*WHAT THE TASK ASKS*.
Copy every entry word for word. Skip the pictures.

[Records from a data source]
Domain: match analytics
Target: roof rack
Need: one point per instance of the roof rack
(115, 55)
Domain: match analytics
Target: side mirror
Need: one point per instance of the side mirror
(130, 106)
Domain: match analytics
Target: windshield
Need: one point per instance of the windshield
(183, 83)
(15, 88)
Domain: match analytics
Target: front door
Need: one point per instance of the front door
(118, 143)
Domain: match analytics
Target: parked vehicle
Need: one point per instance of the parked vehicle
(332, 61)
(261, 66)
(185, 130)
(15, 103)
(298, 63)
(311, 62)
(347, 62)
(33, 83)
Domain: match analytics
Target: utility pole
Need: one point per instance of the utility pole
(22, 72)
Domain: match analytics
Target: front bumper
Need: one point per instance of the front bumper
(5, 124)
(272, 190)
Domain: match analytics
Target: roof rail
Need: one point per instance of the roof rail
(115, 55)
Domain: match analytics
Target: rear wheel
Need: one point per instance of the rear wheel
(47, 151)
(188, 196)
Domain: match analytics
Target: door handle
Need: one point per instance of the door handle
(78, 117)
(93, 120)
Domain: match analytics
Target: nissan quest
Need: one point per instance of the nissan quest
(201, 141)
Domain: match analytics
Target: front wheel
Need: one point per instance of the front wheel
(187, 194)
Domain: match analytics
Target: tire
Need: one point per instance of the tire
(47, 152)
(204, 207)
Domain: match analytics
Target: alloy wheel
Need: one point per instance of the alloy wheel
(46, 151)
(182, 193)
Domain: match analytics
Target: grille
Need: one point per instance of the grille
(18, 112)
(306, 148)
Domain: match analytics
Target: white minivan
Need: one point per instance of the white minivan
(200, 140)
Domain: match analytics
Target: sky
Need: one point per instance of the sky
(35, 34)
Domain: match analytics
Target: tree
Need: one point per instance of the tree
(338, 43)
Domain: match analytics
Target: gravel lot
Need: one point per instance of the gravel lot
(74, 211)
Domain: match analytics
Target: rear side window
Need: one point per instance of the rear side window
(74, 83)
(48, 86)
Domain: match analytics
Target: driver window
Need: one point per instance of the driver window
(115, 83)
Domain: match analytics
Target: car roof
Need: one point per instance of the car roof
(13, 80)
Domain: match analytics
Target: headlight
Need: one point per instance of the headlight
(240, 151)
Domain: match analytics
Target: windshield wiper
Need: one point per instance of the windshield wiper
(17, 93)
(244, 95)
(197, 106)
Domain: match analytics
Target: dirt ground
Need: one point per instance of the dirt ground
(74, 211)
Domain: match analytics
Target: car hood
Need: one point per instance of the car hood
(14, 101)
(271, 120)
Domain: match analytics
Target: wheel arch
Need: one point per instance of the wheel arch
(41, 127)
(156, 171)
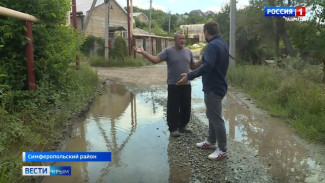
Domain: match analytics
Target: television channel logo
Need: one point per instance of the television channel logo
(46, 170)
(299, 11)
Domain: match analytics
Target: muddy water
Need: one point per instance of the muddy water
(133, 127)
(286, 159)
(130, 126)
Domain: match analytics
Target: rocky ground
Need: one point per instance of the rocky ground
(188, 163)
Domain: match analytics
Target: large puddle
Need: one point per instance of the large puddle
(133, 127)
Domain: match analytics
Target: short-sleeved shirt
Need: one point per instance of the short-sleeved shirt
(178, 62)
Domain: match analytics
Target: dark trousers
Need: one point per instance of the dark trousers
(178, 106)
(217, 129)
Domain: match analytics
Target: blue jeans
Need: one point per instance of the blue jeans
(217, 130)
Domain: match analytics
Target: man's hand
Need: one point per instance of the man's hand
(183, 80)
(138, 49)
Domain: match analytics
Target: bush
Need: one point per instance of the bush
(128, 62)
(35, 119)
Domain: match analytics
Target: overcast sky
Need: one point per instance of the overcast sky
(175, 6)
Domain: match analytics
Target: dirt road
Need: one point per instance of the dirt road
(261, 148)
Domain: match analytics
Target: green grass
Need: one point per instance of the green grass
(126, 62)
(296, 95)
(34, 119)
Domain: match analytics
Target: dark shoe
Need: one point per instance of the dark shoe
(175, 133)
(218, 154)
(185, 130)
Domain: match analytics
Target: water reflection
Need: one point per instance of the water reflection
(285, 158)
(129, 127)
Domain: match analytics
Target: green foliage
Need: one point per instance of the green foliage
(52, 54)
(128, 62)
(140, 24)
(293, 93)
(31, 119)
(38, 118)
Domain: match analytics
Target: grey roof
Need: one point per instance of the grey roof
(139, 13)
(118, 5)
(197, 11)
(140, 31)
(194, 28)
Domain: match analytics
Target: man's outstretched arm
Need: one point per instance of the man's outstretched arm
(151, 58)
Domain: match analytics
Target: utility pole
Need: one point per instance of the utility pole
(107, 2)
(90, 14)
(74, 21)
(129, 25)
(150, 18)
(169, 22)
(131, 17)
(232, 41)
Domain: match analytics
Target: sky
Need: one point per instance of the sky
(174, 6)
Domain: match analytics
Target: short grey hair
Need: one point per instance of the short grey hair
(177, 33)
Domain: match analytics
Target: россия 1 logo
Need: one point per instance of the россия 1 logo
(299, 11)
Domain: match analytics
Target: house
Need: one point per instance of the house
(194, 32)
(80, 20)
(199, 12)
(117, 21)
(141, 16)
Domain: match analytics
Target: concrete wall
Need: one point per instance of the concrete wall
(96, 24)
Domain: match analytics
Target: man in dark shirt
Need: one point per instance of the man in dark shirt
(179, 60)
(213, 70)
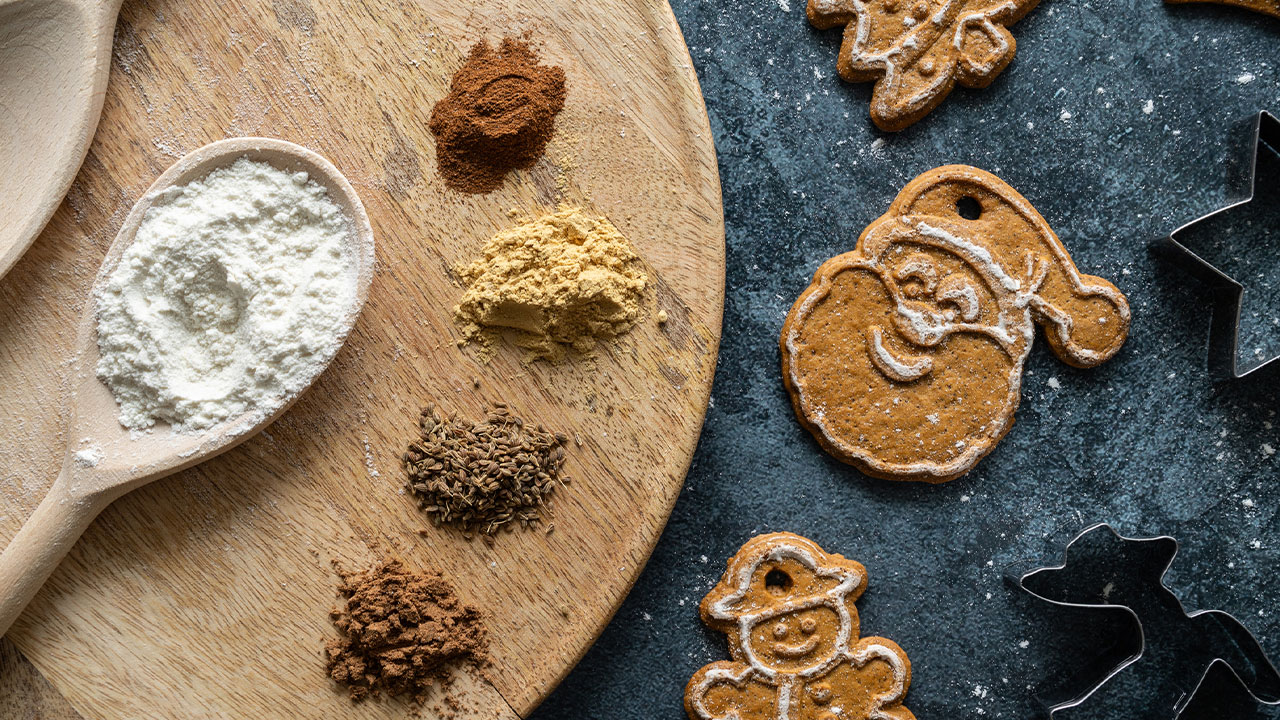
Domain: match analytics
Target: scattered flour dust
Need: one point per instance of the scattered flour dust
(227, 301)
(88, 456)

*TASK SOLUTION*.
Domain: match analytics
Target: roof rack
Need: one point per instance of the roof rack
(115, 55)
Domain: match analytics
Target: side mirror
Need: one point per instance of the side mirror
(130, 106)
Domain: match analytics
Target: windshield
Need: one point per instance of the windshield
(183, 83)
(15, 88)
Domain: match analytics
Target: front door
Need: one point per instance of the front door
(118, 143)
Domain: match analytics
Target: parked vehicle
Need: one point per instance of the parked vehicle
(332, 61)
(261, 66)
(185, 130)
(15, 103)
(298, 63)
(311, 62)
(347, 62)
(33, 83)
Domain: match analytics
Target: utility pole
Need: one point per instance of the utility pole
(22, 72)
Domain: match analytics
Target: front bumper
Need: one point per instance of the front bumper
(5, 124)
(272, 190)
Domain: match analytics
Target: roof rail
Need: one point per instance of the roof rail
(115, 55)
Domain: match analytics
Target: rear wheel
Need: one point per instance of the rear wheel
(47, 151)
(188, 196)
Domain: match analytics
Target: door handle
Need: one point per instance of the door handle
(78, 117)
(93, 120)
Domain: match analytics
Target: nissan quest
Need: one point per instance of the nissan quest
(201, 141)
Domain: match analytics
Target: front wheel
Need: one point per instance of the front wheel
(187, 194)
Domain: match analytics
Target: tire
Need: one point per instance of the tire
(47, 152)
(204, 207)
Domain: match analytics
Target: alloy wheel
Need: one point per instance of the alloy wheel
(46, 151)
(182, 193)
Domain: match analytics
Target: grille
Need: one point per instance of the grille
(18, 112)
(306, 148)
Domain: match analytics
Target: white minivan
Need: one point per instance of the white minivan
(200, 140)
Domain: match analytics
Target: sky
Need: one point per instance of the sky
(35, 34)
Domain: match analytics
Target: tree
Need: one point per instance of the tree
(338, 43)
Domain: match analytics
Target: gravel lot
Need: one point per instance of the gravel lot
(74, 211)
Domain: match analytics
Target: rear side window
Need: one point per instance of the rear side window
(74, 83)
(48, 86)
Domain: match analytics
Target: driver window
Need: one point per instance of the driver window
(115, 83)
Domain: match analytics
Target: car roof
Need: one point per instance of the car roof
(13, 80)
Domain: match analytics
Target: headlight
Need: one point per instance of the headlight
(240, 151)
Domain: match analytics
Target: windshield wiper
Need: one point per instance of the windshield wiper
(17, 93)
(244, 95)
(197, 106)
Domain: match analytics
Target: dirt ground
Need: one point per instance of the dirt ground
(74, 211)
Domain: match analytics
Target: car hood
Need: one point per instance of the car hood
(14, 101)
(271, 120)
Domain: match analytics
Target: wheel arch
Need: one point per instance of the wheel arch
(41, 127)
(156, 171)
Domain: match analytics
Target: television channel logo
Need: one point per instance of the television channel logo
(46, 170)
(299, 11)
Domain: match analytics
Target: muddy water
Need: one point per instance of the muddy water
(133, 127)
(286, 159)
(130, 126)
Domain: match analytics
Target: rocky ground
Need: one point per instance of the rocky ground
(188, 163)
Domain: match analytics
Target: large puddle
Need: one point per instance of the large puddle
(133, 127)
Domain: match analytics
Target: short-sleeved shirt
Need: one point per instance of the short-sleeved shirt
(178, 62)
Domain: match analytics
Target: dark trousers
Need: one point per instance of the dark trousers
(178, 106)
(217, 129)
Domain: match analytics
Target: blue jeans
Need: one point per instance of the blue jeans
(217, 130)
Domain: match analytics
Target: man's hand
Need: one point per instance of the man's hand
(183, 80)
(138, 49)
Domain: match analytics
Target: bush
Need: one point per instance of the bush
(128, 62)
(35, 119)
Domain: match analytics
Target: overcast sky
Need: one point per instance of the overcast sky
(175, 6)
Domain: match analytics
Target: dirt road
Need: one point per instance of the dirt road
(261, 148)
Domain: match analytics
Target: green grass
Need: one point per instance of the green grass
(126, 62)
(296, 95)
(34, 119)
Domain: match analytics
Target: dark shoe
Need: one point per instance of the dark shoe
(175, 133)
(218, 154)
(185, 130)
Domain: match analytics
Target: water reflection
Need: one point per instance of the water reflection
(285, 158)
(129, 127)
Domain: match analytics
Target: green foliage
Need: one point per instance of the green foliage
(52, 54)
(128, 62)
(140, 24)
(293, 93)
(31, 119)
(38, 118)
Domain: match analytics
Target: grey roof
Need: one point per instance of the grey roof
(139, 13)
(118, 5)
(197, 11)
(140, 31)
(194, 28)
Domain: match analytics
Target: man's outstretched arm
Need: one point per instance of the man's outstretched arm
(151, 58)
Domain: match analytics
Target: utility pole
Need: one point per instance of the utility pole
(107, 2)
(90, 14)
(74, 21)
(129, 25)
(150, 18)
(169, 22)
(131, 17)
(232, 41)
Domain: match analytics
Target: sky
Need: one point per instance of the sky
(174, 6)
Domain: match analytics
Target: short grey hair
Need: one point per instance of the short grey hair
(177, 33)
Domain: match analytics
Target: россия 1 logo
Need: one point per instance of the россия 1 logo
(299, 11)
Domain: match analytics
Target: house
Need: one point per instance of the house
(194, 32)
(80, 20)
(199, 12)
(117, 21)
(141, 16)
Domain: match analytics
Target: concrete wall
Need: one point per instance of the concrete wall
(96, 24)
Domain: match analytics
Target: man in dark shirt
Need: one point per instance of the man in dark shirt
(179, 60)
(213, 70)
Domain: match analytics
Target: scattered flour dust
Need: one point per instance of the scattered flour dust
(227, 301)
(88, 456)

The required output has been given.